**Raw data**:

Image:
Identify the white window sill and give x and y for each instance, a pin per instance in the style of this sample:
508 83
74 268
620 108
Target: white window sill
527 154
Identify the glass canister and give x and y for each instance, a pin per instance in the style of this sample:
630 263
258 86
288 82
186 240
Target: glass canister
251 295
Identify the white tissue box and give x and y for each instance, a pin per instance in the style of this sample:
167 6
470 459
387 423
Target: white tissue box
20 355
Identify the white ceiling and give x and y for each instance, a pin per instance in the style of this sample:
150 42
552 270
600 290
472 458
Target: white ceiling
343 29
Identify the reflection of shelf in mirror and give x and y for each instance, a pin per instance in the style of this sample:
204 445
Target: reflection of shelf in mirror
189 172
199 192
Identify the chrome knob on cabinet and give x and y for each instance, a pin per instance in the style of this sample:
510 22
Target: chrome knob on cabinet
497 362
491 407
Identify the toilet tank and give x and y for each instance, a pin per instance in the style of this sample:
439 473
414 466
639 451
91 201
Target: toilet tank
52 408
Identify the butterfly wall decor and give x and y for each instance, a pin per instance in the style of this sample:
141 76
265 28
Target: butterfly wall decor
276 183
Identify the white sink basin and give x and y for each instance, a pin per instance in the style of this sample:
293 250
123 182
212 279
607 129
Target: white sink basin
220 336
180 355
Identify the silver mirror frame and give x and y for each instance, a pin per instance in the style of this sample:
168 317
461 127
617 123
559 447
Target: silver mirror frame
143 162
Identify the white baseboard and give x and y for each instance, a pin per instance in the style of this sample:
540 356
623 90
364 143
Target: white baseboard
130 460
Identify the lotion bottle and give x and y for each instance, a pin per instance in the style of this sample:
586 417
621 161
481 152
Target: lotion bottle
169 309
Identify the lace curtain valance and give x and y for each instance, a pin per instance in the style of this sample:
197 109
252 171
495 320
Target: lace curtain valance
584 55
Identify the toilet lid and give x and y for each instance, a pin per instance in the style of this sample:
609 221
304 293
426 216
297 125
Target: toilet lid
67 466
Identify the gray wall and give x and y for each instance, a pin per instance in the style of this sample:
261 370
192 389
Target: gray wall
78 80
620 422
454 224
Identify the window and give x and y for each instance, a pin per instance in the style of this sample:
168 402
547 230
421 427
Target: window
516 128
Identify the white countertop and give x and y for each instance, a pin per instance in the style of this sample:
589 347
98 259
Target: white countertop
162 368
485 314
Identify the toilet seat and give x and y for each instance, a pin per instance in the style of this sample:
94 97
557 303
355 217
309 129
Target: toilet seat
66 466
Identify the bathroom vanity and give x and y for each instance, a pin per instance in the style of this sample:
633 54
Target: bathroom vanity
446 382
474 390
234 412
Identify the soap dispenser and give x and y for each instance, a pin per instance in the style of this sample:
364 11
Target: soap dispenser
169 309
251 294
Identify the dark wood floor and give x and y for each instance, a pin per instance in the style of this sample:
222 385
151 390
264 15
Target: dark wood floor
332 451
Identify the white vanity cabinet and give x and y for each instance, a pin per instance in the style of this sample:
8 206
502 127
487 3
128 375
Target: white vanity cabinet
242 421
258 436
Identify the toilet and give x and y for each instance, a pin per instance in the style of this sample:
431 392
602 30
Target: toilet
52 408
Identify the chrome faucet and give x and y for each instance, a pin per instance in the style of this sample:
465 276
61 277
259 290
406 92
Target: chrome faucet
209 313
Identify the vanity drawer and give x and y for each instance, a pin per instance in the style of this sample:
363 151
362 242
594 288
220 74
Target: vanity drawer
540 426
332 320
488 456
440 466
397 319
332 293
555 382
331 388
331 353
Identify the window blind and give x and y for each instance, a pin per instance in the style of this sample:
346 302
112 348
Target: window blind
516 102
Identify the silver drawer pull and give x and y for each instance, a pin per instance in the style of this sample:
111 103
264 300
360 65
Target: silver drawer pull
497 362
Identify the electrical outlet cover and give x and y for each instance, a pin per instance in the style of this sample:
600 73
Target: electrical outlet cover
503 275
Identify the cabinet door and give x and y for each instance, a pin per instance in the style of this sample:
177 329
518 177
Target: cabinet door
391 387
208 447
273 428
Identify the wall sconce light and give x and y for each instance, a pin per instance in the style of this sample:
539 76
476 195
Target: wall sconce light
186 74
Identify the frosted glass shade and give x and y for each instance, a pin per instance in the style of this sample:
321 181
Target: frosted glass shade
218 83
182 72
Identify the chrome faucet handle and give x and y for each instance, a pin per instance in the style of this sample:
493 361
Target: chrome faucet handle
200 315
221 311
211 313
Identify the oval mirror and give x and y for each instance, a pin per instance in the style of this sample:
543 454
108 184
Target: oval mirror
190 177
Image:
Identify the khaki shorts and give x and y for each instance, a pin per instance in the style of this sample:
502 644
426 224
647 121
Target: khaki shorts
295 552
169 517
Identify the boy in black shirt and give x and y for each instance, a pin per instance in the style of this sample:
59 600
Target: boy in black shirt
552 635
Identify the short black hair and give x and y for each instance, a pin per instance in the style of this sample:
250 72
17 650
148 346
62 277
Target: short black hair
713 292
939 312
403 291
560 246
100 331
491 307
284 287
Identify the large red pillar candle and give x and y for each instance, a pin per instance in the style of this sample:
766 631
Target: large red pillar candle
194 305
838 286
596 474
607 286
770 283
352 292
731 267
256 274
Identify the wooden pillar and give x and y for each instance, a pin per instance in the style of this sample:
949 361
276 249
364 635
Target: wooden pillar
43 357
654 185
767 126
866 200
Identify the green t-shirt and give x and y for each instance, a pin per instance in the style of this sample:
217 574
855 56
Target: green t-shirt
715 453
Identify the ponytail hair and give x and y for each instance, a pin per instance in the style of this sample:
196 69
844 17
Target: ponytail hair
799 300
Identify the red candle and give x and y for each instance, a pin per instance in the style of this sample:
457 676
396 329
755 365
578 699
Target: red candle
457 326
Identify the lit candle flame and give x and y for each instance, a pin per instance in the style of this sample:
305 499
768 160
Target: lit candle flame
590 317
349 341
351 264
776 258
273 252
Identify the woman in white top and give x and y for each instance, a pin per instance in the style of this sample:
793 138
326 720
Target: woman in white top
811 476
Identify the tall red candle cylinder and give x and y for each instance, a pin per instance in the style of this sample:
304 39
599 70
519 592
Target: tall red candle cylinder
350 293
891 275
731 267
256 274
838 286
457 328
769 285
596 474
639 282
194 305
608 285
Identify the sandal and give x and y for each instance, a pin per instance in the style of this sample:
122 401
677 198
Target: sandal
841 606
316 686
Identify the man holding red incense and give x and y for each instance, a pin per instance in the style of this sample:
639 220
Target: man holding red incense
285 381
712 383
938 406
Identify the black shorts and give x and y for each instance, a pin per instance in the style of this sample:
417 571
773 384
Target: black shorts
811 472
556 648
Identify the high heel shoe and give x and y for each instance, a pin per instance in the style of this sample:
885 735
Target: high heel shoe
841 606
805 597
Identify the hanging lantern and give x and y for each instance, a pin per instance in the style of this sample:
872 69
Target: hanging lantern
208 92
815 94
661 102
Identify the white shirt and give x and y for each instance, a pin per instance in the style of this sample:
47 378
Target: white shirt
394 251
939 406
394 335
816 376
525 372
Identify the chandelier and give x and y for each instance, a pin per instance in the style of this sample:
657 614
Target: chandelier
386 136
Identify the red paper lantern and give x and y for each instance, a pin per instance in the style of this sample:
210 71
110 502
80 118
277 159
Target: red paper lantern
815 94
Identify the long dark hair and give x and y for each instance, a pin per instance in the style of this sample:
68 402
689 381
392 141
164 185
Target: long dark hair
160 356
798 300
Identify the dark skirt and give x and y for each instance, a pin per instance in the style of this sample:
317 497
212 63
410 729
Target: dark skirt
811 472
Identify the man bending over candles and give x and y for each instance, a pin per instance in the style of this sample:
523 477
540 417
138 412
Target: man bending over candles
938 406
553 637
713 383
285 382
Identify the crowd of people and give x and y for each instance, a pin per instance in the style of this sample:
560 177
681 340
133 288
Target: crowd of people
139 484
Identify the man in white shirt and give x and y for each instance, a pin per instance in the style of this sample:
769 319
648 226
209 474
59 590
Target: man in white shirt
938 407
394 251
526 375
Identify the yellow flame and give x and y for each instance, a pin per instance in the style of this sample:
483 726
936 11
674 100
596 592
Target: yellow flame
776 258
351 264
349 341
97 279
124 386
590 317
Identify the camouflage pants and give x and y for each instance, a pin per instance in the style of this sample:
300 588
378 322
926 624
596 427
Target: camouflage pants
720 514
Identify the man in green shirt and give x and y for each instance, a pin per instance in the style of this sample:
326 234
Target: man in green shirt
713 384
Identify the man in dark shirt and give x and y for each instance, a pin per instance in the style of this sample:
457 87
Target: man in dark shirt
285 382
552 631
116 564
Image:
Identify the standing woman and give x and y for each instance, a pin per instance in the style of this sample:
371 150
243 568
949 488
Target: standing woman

**Work to complete**:
Starting at the line that contains "Identify the yellow", retype each line through the end of the listing above and nothing else.

**Task answer**:
Identify the yellow flame and give x and y for each instance, a pin per instance in the style of this sample:
483 726
936 11
674 100
596 592
Target: yellow flame
776 258
351 264
349 341
97 279
124 386
590 317
Identify the camouflage pants and give x and y for each instance, a pin per instance in the style of this sample:
300 588
378 322
926 624
596 427
Target: camouflage pants
720 514
Identify the man in green shirt and give x and y for each instance, a pin per instance in the style of this sample:
326 234
Target: man in green shirt
713 384
Identify the man in dark shirt and give x and y for each instance, a pin per instance in the style of this sample:
457 87
Target: man in dark shirt
285 382
552 631
116 564
Image:
Identify the standing woman and give x and y for each instance, a pin per instance in the style of this sample:
371 150
243 568
949 488
Target: standing woman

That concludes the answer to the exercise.